> [Your objective]: Could you return all of the entries below exactly, minus the pictures?

> [Supplied data]:

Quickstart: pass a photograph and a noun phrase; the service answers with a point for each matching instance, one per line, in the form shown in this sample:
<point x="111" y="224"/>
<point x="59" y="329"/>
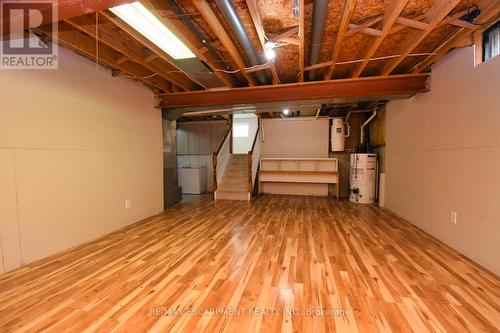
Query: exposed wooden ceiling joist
<point x="301" y="39"/>
<point x="257" y="23"/>
<point x="433" y="17"/>
<point x="128" y="52"/>
<point x="391" y="14"/>
<point x="68" y="9"/>
<point x="344" y="25"/>
<point x="489" y="12"/>
<point x="372" y="86"/>
<point x="105" y="55"/>
<point x="211" y="19"/>
<point x="192" y="82"/>
<point x="172" y="22"/>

> [Exercise result]:
Quickstart: pass a photograph and a noun phrase; the service answers with a point for each matching instance, one per line, in the form shown in this sample:
<point x="111" y="224"/>
<point x="59" y="329"/>
Query: exposed wooden ceiling joist
<point x="301" y="39"/>
<point x="257" y="23"/>
<point x="433" y="17"/>
<point x="128" y="52"/>
<point x="391" y="14"/>
<point x="68" y="9"/>
<point x="344" y="25"/>
<point x="489" y="12"/>
<point x="372" y="86"/>
<point x="105" y="55"/>
<point x="211" y="19"/>
<point x="192" y="82"/>
<point x="172" y="22"/>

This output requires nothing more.